**Text passage:**
**********

Rainbows, Butterflies and My Breastfeeding Saga

Being true to you, authentically you, the loudest you - is the greatest gift you can offer the world.

I suppose since my pregnancy and delivery was magical even with eh hum, hemorrhoids, and two tears, it’s only natural my post-birth plan would go awry... (I intentionally mention hemorrhoids at this point in the post so you can stop reading now if you think it's TMI ;)

God, grant me the serenity.



I gave birth Thursday, May 23rd at 6:26pm. Within the hour, baby had a successful latch and our lactation consultants were pleased w/ the outlook for little man.

We were released from the hospital Saturday afternoon. I’d visited w/ lactation each day, and everything looked good (Except my bleeding, cracked nipples and the toe curling, take-your-breath-away pain that accompanied feeding times).


By Sunday afternoon at home, little guy was frustrated, unusually fussy, no longer latching and had very little urine output and no bowel movements. Then he spiked a fever of 100.8 - the on call pediatrician informed us that for infants under two months, with a fever over 100.5, the protocol is to go to the ER. So we did, and Lennon was admitted for the next 36 hours at minimum.

There we learned he was dehydrated, and I was not producing anything for him. Not even colostrum. I began working with lactation again and started pumping. We also started supplementing formula. Lennon drank the entire first bottle offered to him. Poor guy was so hungry and thirsty. He’s been an eager eater since.

(All tests and cultures came back negative. He was given antibiotics and an antiviral just to be safe).


A week later, I’ve cried the last 6/7 days, mourning the experience of breastfeeding. I’ve pumped every 2-3 hours to no avail, eaten two dozen lactation cookies, drank lactation tea, and continued to let our baby latch. Unfortunately, he’ll only try to nurse for about a minute now, as opposed to his former 30, before wanting a bottle.

**********

**Task to carry out:** Continue the breastfeeding post from the point where it stops.

**********

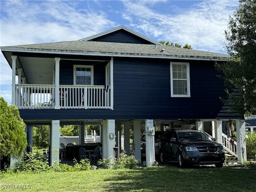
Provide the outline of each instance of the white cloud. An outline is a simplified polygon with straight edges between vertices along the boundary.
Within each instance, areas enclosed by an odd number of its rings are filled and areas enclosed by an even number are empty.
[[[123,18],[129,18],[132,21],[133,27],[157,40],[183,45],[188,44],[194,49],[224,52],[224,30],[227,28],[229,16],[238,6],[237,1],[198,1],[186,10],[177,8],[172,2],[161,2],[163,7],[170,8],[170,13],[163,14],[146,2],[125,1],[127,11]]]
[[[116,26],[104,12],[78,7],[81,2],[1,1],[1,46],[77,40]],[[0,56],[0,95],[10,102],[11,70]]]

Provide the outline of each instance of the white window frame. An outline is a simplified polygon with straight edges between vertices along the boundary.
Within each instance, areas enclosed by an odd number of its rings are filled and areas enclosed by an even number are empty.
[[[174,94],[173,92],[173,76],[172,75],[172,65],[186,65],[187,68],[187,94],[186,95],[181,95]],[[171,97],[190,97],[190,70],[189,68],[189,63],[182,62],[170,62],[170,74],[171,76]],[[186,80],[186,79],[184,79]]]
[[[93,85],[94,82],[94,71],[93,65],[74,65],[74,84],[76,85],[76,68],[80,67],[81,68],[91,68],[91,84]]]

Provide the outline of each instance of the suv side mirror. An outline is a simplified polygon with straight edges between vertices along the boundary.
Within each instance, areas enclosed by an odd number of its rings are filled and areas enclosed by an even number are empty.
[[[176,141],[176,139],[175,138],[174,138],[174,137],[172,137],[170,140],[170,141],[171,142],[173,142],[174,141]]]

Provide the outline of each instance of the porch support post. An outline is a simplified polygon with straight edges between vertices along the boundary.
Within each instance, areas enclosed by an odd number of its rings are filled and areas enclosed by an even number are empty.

**********

**Exercise answer:**
Next step is to get my prolactin levels checked. My lactation consultants are perplexed. Especially since I leaked milk two months ago, one could presume the pipes were working.



God grant me the serenity.



Am I devastated? Yes. Was this the plan? No.... it comes back to trust and faith in my higher power and His plan. This is something I don’t have control over. What I do have control of is my attitude. Gratitude. I’m grateful hubs and I can take shifts; I can take naps and leave the house. Giving me the ability to keep sight of my recovery (from alcoholism -3.5 yrs and an eating disorder - apx 7-8yrs), mental health, and not get lost in the responsibilities of being a new - nursing - mom. 

Lennon has surpassed his birth weight and is a happy, content baby. Sleeping up to four hours after a big bottle.

I do not feel like I’ve failed, in any way. I know I’m doing my best. I’m just sad to miss out on the experience.


So we do lots of skin to skin instead, and I’ll never stop giving my baby as much love and affection as possible.

Fed is best.

I think it’s important to know what you want, visualize it and be an active co-creator in life, but it’s also equally important to manage expectations and remain in the flow.